◆ **Prompt**: Write out every line of the material exactly as it appears.

Saved entries
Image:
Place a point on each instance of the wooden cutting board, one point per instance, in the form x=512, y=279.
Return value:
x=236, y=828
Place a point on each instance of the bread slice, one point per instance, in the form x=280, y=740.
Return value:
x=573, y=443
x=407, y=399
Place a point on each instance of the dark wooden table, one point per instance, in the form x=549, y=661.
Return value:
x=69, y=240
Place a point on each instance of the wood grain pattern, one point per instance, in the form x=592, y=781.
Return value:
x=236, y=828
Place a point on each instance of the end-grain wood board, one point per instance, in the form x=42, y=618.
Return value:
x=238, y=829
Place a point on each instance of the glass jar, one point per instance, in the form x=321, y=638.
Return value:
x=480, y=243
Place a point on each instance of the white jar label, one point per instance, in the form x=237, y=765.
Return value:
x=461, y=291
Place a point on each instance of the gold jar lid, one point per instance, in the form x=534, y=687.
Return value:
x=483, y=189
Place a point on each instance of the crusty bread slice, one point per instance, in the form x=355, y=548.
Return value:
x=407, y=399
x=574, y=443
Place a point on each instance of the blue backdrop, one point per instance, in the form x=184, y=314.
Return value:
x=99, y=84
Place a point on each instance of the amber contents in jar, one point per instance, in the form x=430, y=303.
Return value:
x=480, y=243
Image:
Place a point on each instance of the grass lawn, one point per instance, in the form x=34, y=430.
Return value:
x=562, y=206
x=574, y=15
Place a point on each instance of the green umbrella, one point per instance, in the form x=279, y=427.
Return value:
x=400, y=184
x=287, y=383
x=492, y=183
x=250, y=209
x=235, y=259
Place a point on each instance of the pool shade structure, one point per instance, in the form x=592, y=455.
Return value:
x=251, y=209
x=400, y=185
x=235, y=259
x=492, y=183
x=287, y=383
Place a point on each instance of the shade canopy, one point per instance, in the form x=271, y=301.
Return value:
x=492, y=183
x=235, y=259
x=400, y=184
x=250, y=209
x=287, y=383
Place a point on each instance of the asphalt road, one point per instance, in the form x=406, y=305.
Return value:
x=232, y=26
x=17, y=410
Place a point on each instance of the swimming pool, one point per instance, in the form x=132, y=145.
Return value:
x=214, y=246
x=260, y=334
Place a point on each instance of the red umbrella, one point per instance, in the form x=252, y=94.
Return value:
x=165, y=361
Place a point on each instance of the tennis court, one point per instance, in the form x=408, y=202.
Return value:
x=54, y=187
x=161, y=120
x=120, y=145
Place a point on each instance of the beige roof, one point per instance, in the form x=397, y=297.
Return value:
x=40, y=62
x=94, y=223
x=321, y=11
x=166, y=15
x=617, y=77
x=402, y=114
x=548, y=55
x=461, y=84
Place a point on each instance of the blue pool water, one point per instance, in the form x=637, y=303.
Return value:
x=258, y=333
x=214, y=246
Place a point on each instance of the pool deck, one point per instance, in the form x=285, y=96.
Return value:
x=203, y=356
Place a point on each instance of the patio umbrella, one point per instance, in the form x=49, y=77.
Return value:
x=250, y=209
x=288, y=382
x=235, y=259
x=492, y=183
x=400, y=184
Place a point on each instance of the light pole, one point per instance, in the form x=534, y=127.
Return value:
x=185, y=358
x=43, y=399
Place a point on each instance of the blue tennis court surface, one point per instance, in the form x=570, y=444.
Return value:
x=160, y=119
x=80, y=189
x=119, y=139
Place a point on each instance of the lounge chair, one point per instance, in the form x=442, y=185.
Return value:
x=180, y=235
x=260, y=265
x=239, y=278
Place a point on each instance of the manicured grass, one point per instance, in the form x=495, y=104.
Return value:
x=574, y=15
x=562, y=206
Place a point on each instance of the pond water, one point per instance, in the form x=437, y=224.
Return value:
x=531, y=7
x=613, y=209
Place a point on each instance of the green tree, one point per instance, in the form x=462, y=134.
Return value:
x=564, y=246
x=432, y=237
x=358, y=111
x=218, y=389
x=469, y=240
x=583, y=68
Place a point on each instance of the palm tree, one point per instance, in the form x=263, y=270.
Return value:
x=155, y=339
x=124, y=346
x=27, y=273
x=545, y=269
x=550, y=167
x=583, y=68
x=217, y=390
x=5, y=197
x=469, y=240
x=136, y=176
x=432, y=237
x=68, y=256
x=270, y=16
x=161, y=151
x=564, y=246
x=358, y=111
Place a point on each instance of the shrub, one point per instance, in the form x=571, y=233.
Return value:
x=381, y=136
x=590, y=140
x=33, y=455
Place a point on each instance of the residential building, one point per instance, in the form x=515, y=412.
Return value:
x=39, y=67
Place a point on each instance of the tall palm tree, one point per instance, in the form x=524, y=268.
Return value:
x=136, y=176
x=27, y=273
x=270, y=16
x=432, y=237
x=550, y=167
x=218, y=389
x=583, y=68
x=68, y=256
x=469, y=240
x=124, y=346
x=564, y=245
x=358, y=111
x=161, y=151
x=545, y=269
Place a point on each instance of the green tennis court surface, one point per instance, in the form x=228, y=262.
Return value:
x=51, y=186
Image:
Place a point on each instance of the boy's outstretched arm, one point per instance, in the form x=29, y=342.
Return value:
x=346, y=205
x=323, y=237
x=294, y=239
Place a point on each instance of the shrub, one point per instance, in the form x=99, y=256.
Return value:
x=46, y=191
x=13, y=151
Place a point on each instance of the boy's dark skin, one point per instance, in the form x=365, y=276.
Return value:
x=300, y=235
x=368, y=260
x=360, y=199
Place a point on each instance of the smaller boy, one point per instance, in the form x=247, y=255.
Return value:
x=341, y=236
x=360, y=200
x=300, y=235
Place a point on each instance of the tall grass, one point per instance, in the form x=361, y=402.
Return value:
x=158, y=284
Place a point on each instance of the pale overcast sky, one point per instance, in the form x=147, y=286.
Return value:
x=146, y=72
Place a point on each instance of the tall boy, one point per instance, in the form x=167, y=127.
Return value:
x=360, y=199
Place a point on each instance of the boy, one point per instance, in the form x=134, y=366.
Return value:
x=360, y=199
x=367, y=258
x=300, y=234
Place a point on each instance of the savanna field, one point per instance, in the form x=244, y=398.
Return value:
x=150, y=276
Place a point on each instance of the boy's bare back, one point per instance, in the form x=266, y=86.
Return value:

◆ **Written response**:
Image:
Place a point on each instance of the wooden cutting board, one point per instance, in the form x=512, y=279.
Return value:
x=236, y=828
Place a point on each instance of the bread slice, one point per instance, in the form x=280, y=740.
Return value:
x=573, y=443
x=407, y=399
Place a point on each instance of the dark wooden table, one point per instance, in the form x=549, y=661.
Return value:
x=69, y=240
Place a point on each instance of the wood grain pattern, one point per instance, in the form x=592, y=781.
Return value:
x=236, y=828
Place a point on each instance of the end-grain wood board, one point per instance, in the form x=42, y=618.
Return value:
x=238, y=829
Place a point on each instance of the glass jar, one point per instance, in the form x=321, y=638.
Return value:
x=480, y=243
Place a point on each instance of the white jar label, one point per instance, in the form x=237, y=765.
Return value:
x=461, y=291
Place a point on each instance of the gold jar lid, one point per instance, in the form x=534, y=687.
Return value:
x=483, y=189
Place a point on each instance of the crusty bread slice, one point per instance, in the form x=355, y=548.
Return value:
x=407, y=399
x=574, y=443
Place a point on each instance of the blue backdrop, one point per instance, in the form x=184, y=314.
Return value:
x=99, y=84
Place a point on each instance of the amber contents in jar, one point per instance, in the form x=430, y=303.
Return value:
x=480, y=243
Image:
Place a point on each instance of the grass lawn, one point per instance, in the form x=34, y=430.
Return value:
x=562, y=206
x=574, y=15
Place a point on each instance of the green umbrella, one point per instance, in the form x=279, y=427.
Return value:
x=400, y=184
x=287, y=383
x=492, y=183
x=250, y=209
x=235, y=259
Place a point on each instance of the pool shade structure, one point per instance, in the form x=592, y=455.
Return value:
x=251, y=209
x=400, y=185
x=235, y=259
x=492, y=183
x=287, y=383
Place a point on each instance of the shade canopy, one point per instance, in the form x=271, y=301.
Return value:
x=492, y=183
x=235, y=259
x=400, y=184
x=250, y=209
x=287, y=383
Place a point on each instance of the asphalt road, one point per instance, in the form x=406, y=305.
Return value:
x=232, y=26
x=17, y=410
Place a point on each instance of the swimming pool, one point per instance, in the form x=132, y=145.
Return value:
x=214, y=246
x=260, y=334
Place a point on each instance of the red umbrella, one point per instance, in the form x=252, y=94.
Return value:
x=165, y=361
Place a point on each instance of the tennis court, one point per instance, in the form x=408, y=202.
Return value:
x=54, y=187
x=161, y=120
x=120, y=145
Place a point on each instance of the beige roof, one point per instance, in the form x=397, y=297.
Return value:
x=40, y=62
x=94, y=223
x=321, y=11
x=166, y=15
x=617, y=77
x=402, y=114
x=548, y=55
x=461, y=84
Place a point on each instance of the blue pool water, one point per instance, in the form x=637, y=303.
Return value:
x=258, y=333
x=214, y=246
Place a point on each instance of the pool deck, one point per instance, in the form x=285, y=96.
Return value:
x=203, y=356
Place a point on each instance of the patio umbrella, one point per instance, in the form x=49, y=77.
Return value:
x=250, y=209
x=288, y=382
x=235, y=259
x=492, y=183
x=400, y=184
Place a point on each instance of the light pole, one point per instance, in the form x=534, y=127.
Return value:
x=185, y=358
x=43, y=399
Place a point on each instance of the blue tennis court surface, one point per instance, in the form x=570, y=444.
Return value:
x=160, y=119
x=80, y=189
x=119, y=139
Place a point on each instance of the lounge chair, one point per instance, in the form x=442, y=185.
Return value:
x=180, y=235
x=260, y=265
x=239, y=278
Place a point on each instance of the manicured grass, one point per instance, in the form x=495, y=104.
Return value:
x=574, y=15
x=562, y=206
Place a point on each instance of the pond water, one point per instance, in the form x=437, y=224.
Return value:
x=531, y=7
x=613, y=209
Place a point on each instance of the green tree, one point per instance, in the form x=462, y=134.
Return value:
x=564, y=246
x=432, y=237
x=358, y=111
x=218, y=389
x=469, y=240
x=583, y=68
Place a point on each instance of the palm tree, one point per instance, in the form x=263, y=270.
Return value:
x=155, y=339
x=124, y=346
x=27, y=273
x=545, y=269
x=550, y=167
x=583, y=68
x=217, y=390
x=5, y=197
x=469, y=240
x=136, y=176
x=432, y=237
x=68, y=256
x=270, y=16
x=161, y=151
x=564, y=246
x=358, y=111
Place a point on each instance of the shrub, one point per instance, in the form x=571, y=233.
Return value:
x=381, y=136
x=590, y=140
x=33, y=455
Place a point on each instance of the residential building, one point per instance, in the form x=515, y=412.
Return value:
x=39, y=67
Place a point on each instance of the tall palm tree, one point per instance, in the form x=524, y=268.
Return value:
x=136, y=176
x=27, y=273
x=270, y=16
x=432, y=237
x=550, y=167
x=218, y=389
x=583, y=68
x=68, y=256
x=469, y=240
x=124, y=346
x=564, y=245
x=358, y=111
x=161, y=151
x=545, y=269
Place a point on each instance of the green tennis court surface, one point per instance, in the form x=228, y=262.
Return value:
x=51, y=186
Image:
Place a point on each instance of the boy's outstretched arm, one point per instance, in the form x=29, y=342.
Return value:
x=346, y=205
x=323, y=237
x=294, y=239
Place a point on each instance of the shrub, one point per instance, in the form x=99, y=256.
Return value:
x=46, y=191
x=13, y=151
Place a point on each instance of the boy's dark skin, one point per instance, in the form x=365, y=276.
Return value:
x=300, y=235
x=368, y=260
x=360, y=199
Place a point on each instance of the smaller boy, one point per instance, in the form x=247, y=255.
Return value:
x=341, y=236
x=360, y=200
x=300, y=235
Place a point on each instance of the tall grass, one point per instance, in the form x=361, y=402.
Return value:
x=158, y=284
Place a point on each instance of the pale overcast sky, one point per instance, in the form x=147, y=286.
Return value:
x=146, y=72
Place a point on each instance of the tall boy, one point per instance, in the form x=167, y=127.
Return value:
x=360, y=199
Place a point on each instance of the boy, one point per instance, in the form x=134, y=366.
Return value:
x=360, y=199
x=367, y=258
x=300, y=234
Place a point on each instance of the savanna field, one point per instance, in the form x=244, y=398.
Return value:
x=150, y=276
Place a point on each instance of the boy's bare back, one point per instance, in the form x=266, y=86.
Return value:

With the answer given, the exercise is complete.